Stated task:
Print the data exactly as it is given, please.

>> begin The records

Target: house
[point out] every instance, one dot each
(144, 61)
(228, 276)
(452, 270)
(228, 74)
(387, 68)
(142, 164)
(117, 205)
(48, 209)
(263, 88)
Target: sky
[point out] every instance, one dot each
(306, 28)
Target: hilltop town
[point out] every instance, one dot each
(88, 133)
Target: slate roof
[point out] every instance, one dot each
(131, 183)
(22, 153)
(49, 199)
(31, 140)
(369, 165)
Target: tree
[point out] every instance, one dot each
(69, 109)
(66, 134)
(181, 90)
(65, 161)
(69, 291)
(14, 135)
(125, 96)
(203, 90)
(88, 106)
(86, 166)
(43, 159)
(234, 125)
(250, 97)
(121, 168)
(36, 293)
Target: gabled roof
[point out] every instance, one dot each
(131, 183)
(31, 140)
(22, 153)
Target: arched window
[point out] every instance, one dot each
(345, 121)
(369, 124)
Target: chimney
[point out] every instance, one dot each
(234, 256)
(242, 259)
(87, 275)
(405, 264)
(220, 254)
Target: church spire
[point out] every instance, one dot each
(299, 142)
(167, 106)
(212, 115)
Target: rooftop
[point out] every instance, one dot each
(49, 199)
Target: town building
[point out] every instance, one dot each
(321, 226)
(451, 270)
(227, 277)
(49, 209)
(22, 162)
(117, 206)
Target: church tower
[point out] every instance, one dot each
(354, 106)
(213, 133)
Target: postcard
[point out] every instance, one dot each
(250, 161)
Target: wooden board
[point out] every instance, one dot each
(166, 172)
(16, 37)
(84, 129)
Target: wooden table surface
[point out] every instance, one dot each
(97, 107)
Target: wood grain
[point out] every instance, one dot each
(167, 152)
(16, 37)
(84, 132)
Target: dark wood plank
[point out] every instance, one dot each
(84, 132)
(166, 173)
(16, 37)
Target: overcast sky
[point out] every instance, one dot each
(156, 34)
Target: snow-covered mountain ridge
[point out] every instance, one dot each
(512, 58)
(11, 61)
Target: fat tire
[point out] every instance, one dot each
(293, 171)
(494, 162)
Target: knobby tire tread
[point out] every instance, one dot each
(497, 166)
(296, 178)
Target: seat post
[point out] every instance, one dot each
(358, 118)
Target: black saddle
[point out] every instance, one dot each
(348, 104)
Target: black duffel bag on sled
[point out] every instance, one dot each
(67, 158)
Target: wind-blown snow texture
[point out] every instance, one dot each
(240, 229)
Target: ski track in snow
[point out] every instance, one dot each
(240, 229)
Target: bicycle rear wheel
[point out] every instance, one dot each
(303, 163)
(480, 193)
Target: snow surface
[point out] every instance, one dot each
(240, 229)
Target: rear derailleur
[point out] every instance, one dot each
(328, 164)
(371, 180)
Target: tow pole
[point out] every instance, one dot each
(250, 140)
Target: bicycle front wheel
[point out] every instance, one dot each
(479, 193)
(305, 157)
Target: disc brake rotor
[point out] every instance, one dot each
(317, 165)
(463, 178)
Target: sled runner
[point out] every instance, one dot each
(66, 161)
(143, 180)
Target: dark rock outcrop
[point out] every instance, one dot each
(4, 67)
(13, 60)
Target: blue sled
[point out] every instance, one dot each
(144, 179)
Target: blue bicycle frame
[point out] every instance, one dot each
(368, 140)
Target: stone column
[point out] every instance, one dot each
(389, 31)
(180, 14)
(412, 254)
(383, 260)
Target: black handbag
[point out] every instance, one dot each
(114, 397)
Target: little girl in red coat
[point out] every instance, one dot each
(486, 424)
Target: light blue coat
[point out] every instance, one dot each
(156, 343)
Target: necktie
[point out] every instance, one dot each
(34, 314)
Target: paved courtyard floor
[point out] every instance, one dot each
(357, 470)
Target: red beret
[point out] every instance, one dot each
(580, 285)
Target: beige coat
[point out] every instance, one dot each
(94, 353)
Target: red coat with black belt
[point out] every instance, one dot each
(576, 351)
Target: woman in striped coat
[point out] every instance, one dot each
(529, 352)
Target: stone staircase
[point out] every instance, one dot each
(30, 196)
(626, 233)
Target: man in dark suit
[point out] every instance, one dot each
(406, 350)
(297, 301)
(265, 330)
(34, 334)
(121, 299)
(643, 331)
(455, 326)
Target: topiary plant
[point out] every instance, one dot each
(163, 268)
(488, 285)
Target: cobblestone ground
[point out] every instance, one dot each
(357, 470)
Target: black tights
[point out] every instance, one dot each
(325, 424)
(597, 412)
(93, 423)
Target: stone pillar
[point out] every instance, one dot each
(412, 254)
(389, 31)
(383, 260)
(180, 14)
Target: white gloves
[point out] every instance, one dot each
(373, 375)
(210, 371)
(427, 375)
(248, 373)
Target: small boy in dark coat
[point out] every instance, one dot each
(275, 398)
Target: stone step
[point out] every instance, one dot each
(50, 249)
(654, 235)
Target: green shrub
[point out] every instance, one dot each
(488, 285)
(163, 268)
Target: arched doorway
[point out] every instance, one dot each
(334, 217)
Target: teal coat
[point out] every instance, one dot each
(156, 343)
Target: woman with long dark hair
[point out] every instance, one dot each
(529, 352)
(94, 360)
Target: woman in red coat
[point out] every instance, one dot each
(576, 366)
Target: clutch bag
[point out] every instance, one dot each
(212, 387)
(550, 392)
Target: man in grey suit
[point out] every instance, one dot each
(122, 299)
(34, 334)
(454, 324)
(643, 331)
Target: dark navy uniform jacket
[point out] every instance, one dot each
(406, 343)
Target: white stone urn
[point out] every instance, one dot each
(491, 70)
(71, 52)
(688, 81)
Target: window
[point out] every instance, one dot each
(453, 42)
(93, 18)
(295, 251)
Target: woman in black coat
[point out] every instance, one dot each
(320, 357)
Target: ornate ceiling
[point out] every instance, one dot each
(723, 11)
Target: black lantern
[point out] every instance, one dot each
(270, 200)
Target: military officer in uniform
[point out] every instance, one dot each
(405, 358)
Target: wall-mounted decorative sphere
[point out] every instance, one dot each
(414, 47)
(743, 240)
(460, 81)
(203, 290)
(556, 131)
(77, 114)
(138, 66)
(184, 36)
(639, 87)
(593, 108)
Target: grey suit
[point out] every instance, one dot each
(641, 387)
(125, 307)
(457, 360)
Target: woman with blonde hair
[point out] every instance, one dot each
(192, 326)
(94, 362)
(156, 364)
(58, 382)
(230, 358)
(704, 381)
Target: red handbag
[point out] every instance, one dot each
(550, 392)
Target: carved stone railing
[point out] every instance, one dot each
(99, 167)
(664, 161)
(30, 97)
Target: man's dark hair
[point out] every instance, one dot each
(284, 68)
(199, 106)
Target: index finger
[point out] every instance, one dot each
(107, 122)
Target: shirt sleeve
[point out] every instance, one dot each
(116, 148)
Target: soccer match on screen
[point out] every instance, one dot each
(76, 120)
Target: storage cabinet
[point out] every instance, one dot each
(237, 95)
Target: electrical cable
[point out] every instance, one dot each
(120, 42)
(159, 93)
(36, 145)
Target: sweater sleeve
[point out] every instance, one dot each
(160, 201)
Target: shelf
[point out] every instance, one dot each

>> end The records

Result:
Target: house
[point out] every instance, one dot each
(144, 61)
(228, 276)
(452, 270)
(228, 74)
(387, 68)
(142, 164)
(117, 205)
(48, 209)
(263, 88)
Target: sky
[point out] every instance, one dot each
(306, 28)
Target: hilltop town
[point out] every instance, one dot each
(88, 133)
Target: slate roof
[point out] every instance, one dot each
(131, 183)
(22, 153)
(49, 199)
(31, 140)
(369, 165)
Target: tree
[point out] every instance, one dot each
(69, 109)
(66, 134)
(181, 90)
(65, 161)
(69, 291)
(14, 135)
(125, 96)
(203, 90)
(88, 106)
(86, 166)
(43, 159)
(234, 125)
(250, 97)
(121, 168)
(36, 293)
Target: gabled roof
[point out] every instance, one dot each
(131, 183)
(31, 140)
(22, 153)
Target: arched window
[point out] every instance, one dot each
(345, 121)
(369, 124)
Target: chimney
[point out] every instance, one dot each
(234, 256)
(242, 259)
(87, 275)
(405, 264)
(220, 254)
Target: church spire
[point out] every instance, one dot each
(299, 142)
(167, 106)
(212, 115)
Target: rooftop
[point out] every instance, one dot each
(49, 199)
Target: town building
[point out] every instance, one dot each
(321, 226)
(451, 270)
(227, 277)
(49, 209)
(22, 162)
(117, 206)
Target: church tower
[point out] every instance, one dot each
(354, 106)
(213, 133)
Target: postcard
[point out] every instance, one dot each
(250, 161)
Target: wooden board
[point out] every instance, one dot each
(166, 172)
(16, 37)
(84, 129)
Target: wooden table surface
[point out] every instance, one dot each
(97, 107)
Target: wood grain
[point out] every instance, one dot each
(167, 152)
(16, 37)
(84, 132)
Target: dark wood plank
[point out] every instance, one dot each
(84, 132)
(166, 173)
(16, 37)
Target: overcast sky
[point out] every instance, one dot each
(156, 34)
Target: snow-covered mountain ridge
[point out] every instance, one dot each
(512, 58)
(11, 61)
Target: fat tire
[point out] every instance, one dot each
(293, 171)
(494, 162)
Target: knobby tire tread
[point out] every instance, one dot each
(497, 166)
(296, 178)
Target: seat post
[point out] every instance, one dot each
(358, 118)
Target: black saddle
[point out] every instance, one dot each
(348, 104)
Target: black duffel bag on sled
[point out] every instance, one dot each
(67, 158)
Target: wind-blown snow texture
[point out] every instance, one dot each
(240, 229)
Target: ski track in snow
[point out] every instance, one dot each
(240, 229)
Target: bicycle rear wheel
[point out] every instance, one dot each
(303, 163)
(480, 193)
Target: snow surface
[point out] every instance, one dot each
(240, 229)
Target: rear derailleur
[point out] every instance, one dot each
(328, 164)
(371, 180)
Target: tow pole
[point out] every instance, one dot each
(250, 140)
Target: bicycle front wheel
[point out] every instance, one dot each
(479, 193)
(305, 157)
Target: disc brake rotor
[point out] every instance, one dot each
(317, 165)
(463, 178)
Target: sled runner
[point out] every instance, one dot each
(66, 161)
(143, 180)
Target: dark rock outcrop
[point out] every instance, one dot each
(4, 67)
(13, 60)
Target: blue sled
[point out] every instance, one dot each
(144, 179)
Target: blue bicycle frame
[point out] every instance, one dot each
(368, 140)
Target: stone column
[point out] every instance, one dot each
(389, 31)
(180, 14)
(412, 254)
(383, 260)
Target: black handbag
[point out] every instance, one dot each
(114, 397)
Target: little girl in red coat
[point out] every instance, one dot each
(486, 424)
Target: light blue coat
[point out] every instance, one dot each
(156, 343)
Target: necktie
[point out] every instance, one dot each
(34, 314)
Target: paved courtyard floor
[point out] every instance, one dot each
(357, 470)
Target: red beret
[point out] every instance, one dot each
(580, 285)
Target: beige coat
[point out] every instance, one dot each
(94, 353)
Target: red coat with black belt
[point out] every instance, one dot each
(576, 351)
Target: woman in striped coat
[point out] every instance, one dot each
(529, 352)
Target: stone staircase
[point out] every instance, one dot each
(30, 196)
(626, 233)
Target: man in dark suit
[point out] every instance, one dot each
(406, 350)
(297, 301)
(265, 330)
(34, 334)
(121, 299)
(643, 331)
(455, 326)
Target: topiary plant
[point out] every instance, one dot each
(163, 268)
(488, 285)
Target: cobblestone ground
[point out] every instance, one dot each
(357, 470)
Target: black tights
[point out] every instance, one dot each
(325, 424)
(597, 412)
(93, 423)
Target: stone pillar
[point out] every instance, one dot each
(412, 254)
(389, 31)
(383, 260)
(180, 14)
Target: white gloves
[point out] every instance, one dot each
(373, 375)
(210, 371)
(427, 375)
(248, 373)
Target: small boy in dark coat
[point out] every instance, one dot each
(275, 398)
Target: stone step
[point out] every instance, one dot each
(50, 249)
(654, 235)
Target: green shrub
[point out] every instance, one dot each
(488, 285)
(163, 268)
Target: arched doorway
[point out] every instance, one dot each
(334, 217)
Target: teal coat
[point out] every instance, one dot each
(156, 343)
Target: woman with long dark hair
[point out] every instance, one dot each
(529, 352)
(94, 360)
Target: woman in red coat
[point out] every instance, one dot each
(576, 366)
Target: clutch bag
[point out] every instance, one dot each
(212, 387)
(550, 392)
Target: man in grey suit
[point out] every instance, one dot each
(122, 299)
(34, 334)
(454, 324)
(643, 331)
Target: dark navy uniform jacket
[point out] every instance, one dot each
(406, 343)
Target: white stone urn
[point out] every instance, one dot each
(491, 70)
(71, 52)
(688, 81)
Target: window
[point out] every instance, one dot each
(453, 42)
(93, 18)
(295, 251)
Target: woman in black coat
[point out] every instance, one dot each
(320, 357)
Target: ornate ceiling
[point out] every instance, one dot each
(723, 11)
Target: black lantern
[point out] every instance, one dot each
(270, 200)
Target: military officer in uniform
[point out] every instance, one dot each
(405, 358)
Target: wall-mounted decorative sphere
[point out] every instance, one dot each
(414, 47)
(743, 240)
(460, 81)
(203, 290)
(556, 131)
(77, 114)
(138, 66)
(184, 36)
(639, 87)
(593, 108)
Target: grey suit
[point out] every instance, one dot each
(641, 387)
(125, 307)
(457, 360)
Target: woman with blonde hair
[point out] every instance, one dot each
(192, 326)
(94, 362)
(156, 364)
(58, 382)
(230, 358)
(704, 381)
Target: red handbag
[point out] every instance, one dot each
(550, 392)
Target: carved stone railing
[point out] every instance, one dot each
(99, 167)
(664, 161)
(30, 97)
Target: man's dark hair
[point out] every instance, one dot each
(284, 68)
(199, 106)
Target: index finger
[point out] every instance, one dot each
(107, 122)
Target: shirt sleeve
[point out] every instance, one dot each
(116, 148)
Target: soccer match on screen
[point out] every instance, one dot each
(76, 120)
Target: storage cabinet
[point out] every instance, one dot each
(237, 95)
Target: electrical cable
[point out] every instance, one dot each
(120, 42)
(159, 93)
(36, 145)
Target: sweater sleeve
[point out] every instance, one dot each
(160, 201)
Target: shelf
[point out] every instance, one dot each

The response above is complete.